QUOTED TEXT:
--*--
Autoscaler
The operator provides a job autoscaler functionality that collects various metrics from running Flink jobs and automatically scales individual job vertexes (chained operator groups) to eliminate backpressure and satisfy the utilization target set by the user. By adjusting parallelism on a job vertex level (in contrast to job parallelism) we can efficiently autoscale complex and heterogeneous streaming applications.
Key benefits to the user:
- Better cluster resource utilization and lower operating costs
- Automatic parallelism tuning for even complex streaming pipelines
- Automatic adaptation to changing load patterns
- Detailed utilization metrics for performance debugging
Overview
The autoscaler relies on the metrics exposed by the Flink metric system for the individual tasks. The metrics are queried directly from the Flink job.
Collected metrics:
- Backlog information at each source
- Incoming data rate at the sources (e.g. records/sec written into the Kafka topic)
- Record processing rate at each job vertex
- Busy and backpressured time at each job vertex
Please note that we are not using any container memory / CPU utilization metrics directly here. High utilization will be reflected in the processing rate and busy time metrics of the individual job vertexes.
The algorithm starts from the sources and recursively computes the required processing capacity (target data rate) for each operator in the pipeline. At the source vertices, target data rate is equal to incoming data rate (from the Kafka topic).
For downstream operators we compute the target data rate as the sum of the input (upstream) operators output data rate along the given edge in the processing graph.
Users configure the target utilization percentage of the operators in the pipeline, e.g. keep the all operators between 60% - 80% busy. The autoscaler then finds a parallelism configuration such that the output rates of all operators match the input rates of all their downstream operators at the targeted utilization.
In this example we see an upscale operation:
Similarly as load decreases, the autoscaler adjusts individual operator parallelism levels to match the current rate over time.
The autoscaler approach is based on Three steps is all you need: fast, accurate, automatic scaling decisions for distributed streaming dataflows by Kalavri et al.
Executing rescaling operations
By default, the autoscaler uses the built-in job upgrade mechanism from the operator to perform the rescaling as detailed in Job Management and Stateful upgrades.
Flink 1.18 and in-place scaling support
The upcoming Flink 1.18 release brings very significant improvements to the speed of scaling operations through the new resource requirements rest endpoint. This allows the autoscaler to scale vertices in-place without performing a full job upgrade cycle.
To try this experimental feature, please use the currently available Flink 1.18 snapshot base image to build you application docker image. Furthermore make sure you set Flink version to v1_18
in your FlinkDeployment yaml and enable the adaptive scheduler which is required for this feature.
jobmanager.scheduler: adaptive
Job Requirements and Limitations
Requirements
The autoscaler currently only works with Flink 1.17 and later flink images, or after backporting the following fixes to your 1.15/1.16 Flink images:
- Job vertex parallelism overrides (must have)
--*--
GIVEN MATERIAL:
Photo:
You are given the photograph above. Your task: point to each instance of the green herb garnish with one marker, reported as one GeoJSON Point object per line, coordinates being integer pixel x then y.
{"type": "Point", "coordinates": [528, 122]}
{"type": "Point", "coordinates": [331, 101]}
--*--
DIRECTION A: On the Flink autoscaler page, which scheduler must be enabled to use in-place scaling with Flink 1.18?
DIRECTION B: Continue the Flink autoscaler page from its last line.
The data has no connection to the Flink autoscaler page.

EXPECTED OUTPUT A: The adaptive scheduler, set with `jobmanager.scheduler: adaptive`.

EXPECTED OUTPUT B:
- Support timespan for busyTime metrics (good to have)
For session job auto-scaling, a latest custom build of Flink 1.19 or 1.18 is required that contains the fix for FLINK-33534.
Limitations
By default, the autoscaler can work for all job vertices in the processing graph.
However, source scaling requires that the sources:
- Use the new Source API that exposes the busy time metric (must have, most common connectors already do)
- Expose the standardized connector metrics for accessing backlog information (good to have, extra capacity will be added for catching up with backlog)
In the current state the autoscaler works best with Kafka sources, as they expose all the standardized metrics. It also comes with some additional benefits when using Kafka such as automatically detecting and limiting source max parallelism to the number of Kafka partitions.
Configuration guide
Depending on your environment and job characteristics there are a few very important configurations that will affect how well the autoscaler works.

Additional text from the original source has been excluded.